Segment Start: THE RECORDS

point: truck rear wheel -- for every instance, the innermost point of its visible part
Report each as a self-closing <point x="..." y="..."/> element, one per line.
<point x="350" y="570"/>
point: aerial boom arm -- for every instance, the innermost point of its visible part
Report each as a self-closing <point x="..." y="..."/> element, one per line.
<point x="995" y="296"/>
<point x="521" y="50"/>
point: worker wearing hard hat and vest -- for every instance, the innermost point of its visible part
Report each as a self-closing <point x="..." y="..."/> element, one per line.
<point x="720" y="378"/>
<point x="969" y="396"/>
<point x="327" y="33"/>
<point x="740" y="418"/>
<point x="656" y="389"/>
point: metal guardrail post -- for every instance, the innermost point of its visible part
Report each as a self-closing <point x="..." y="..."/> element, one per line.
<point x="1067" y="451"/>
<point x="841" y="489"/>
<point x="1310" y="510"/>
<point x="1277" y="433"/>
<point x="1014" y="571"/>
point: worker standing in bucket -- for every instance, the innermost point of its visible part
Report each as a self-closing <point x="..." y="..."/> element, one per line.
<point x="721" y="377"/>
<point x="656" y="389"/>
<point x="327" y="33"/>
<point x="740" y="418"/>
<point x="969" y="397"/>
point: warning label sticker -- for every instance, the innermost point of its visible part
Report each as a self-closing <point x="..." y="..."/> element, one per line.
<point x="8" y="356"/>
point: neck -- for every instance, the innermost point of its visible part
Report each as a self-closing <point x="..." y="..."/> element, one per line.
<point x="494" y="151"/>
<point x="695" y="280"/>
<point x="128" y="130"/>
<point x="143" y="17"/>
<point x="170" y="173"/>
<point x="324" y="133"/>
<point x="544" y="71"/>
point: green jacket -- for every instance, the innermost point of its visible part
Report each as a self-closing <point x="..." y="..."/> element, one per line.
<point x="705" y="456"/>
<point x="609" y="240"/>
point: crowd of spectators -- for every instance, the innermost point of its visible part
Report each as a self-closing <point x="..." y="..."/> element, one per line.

Segment End: THE RECORDS

TASK INSTRUCTIONS: Reproduce all the data precisely, word for word.

ANSWER TO THIS TASK:
point: truck rear wheel -- for every instance, the innermost point of its visible part
Report each as a self-closing <point x="..." y="..."/> element, one per line.
<point x="350" y="570"/>
point: aerial boom arm -- for every instance, the innermost point of its visible part
Report each as a self-closing <point x="..." y="..."/> element, one per line.
<point x="995" y="296"/>
<point x="521" y="50"/>
point: worker wearing hard hat and vest -- for every instance, the innermost point of its visible part
Report each as a self-closing <point x="..." y="..."/> element, one per line.
<point x="720" y="378"/>
<point x="969" y="396"/>
<point x="327" y="33"/>
<point x="740" y="418"/>
<point x="656" y="389"/>
point: metal guardrail post -- for every instance, the innermost point of its visible part
Report each as a self-closing <point x="..." y="..."/> element, one per line.
<point x="1067" y="451"/>
<point x="841" y="489"/>
<point x="1310" y="510"/>
<point x="1277" y="433"/>
<point x="1014" y="571"/>
point: worker standing in bucket -- for every instance, the innermost point of its visible part
Report each as a self-closing <point x="..." y="..."/> element, one per line.
<point x="721" y="377"/>
<point x="656" y="389"/>
<point x="327" y="33"/>
<point x="740" y="418"/>
<point x="969" y="397"/>
point: warning label sticker -- for every instance, the innermost point of its visible part
Report each as a self-closing <point x="..." y="..."/> element, one per line.
<point x="8" y="356"/>
point: neck -- for every instance, the innermost point of its visible part
Report each as a self-closing <point x="..." y="..."/> element, one per line.
<point x="494" y="151"/>
<point x="695" y="280"/>
<point x="128" y="130"/>
<point x="143" y="17"/>
<point x="170" y="173"/>
<point x="324" y="133"/>
<point x="544" y="71"/>
point: green jacket -- for every instance, the innermost point of its visible part
Report each as a self-closing <point x="..." y="..."/> element, one per line.
<point x="705" y="456"/>
<point x="609" y="240"/>
point: crowd of spectators -- for every instance, the innermost point of its visible part
Report each as a self-closing <point x="..." y="..."/> element, one per line.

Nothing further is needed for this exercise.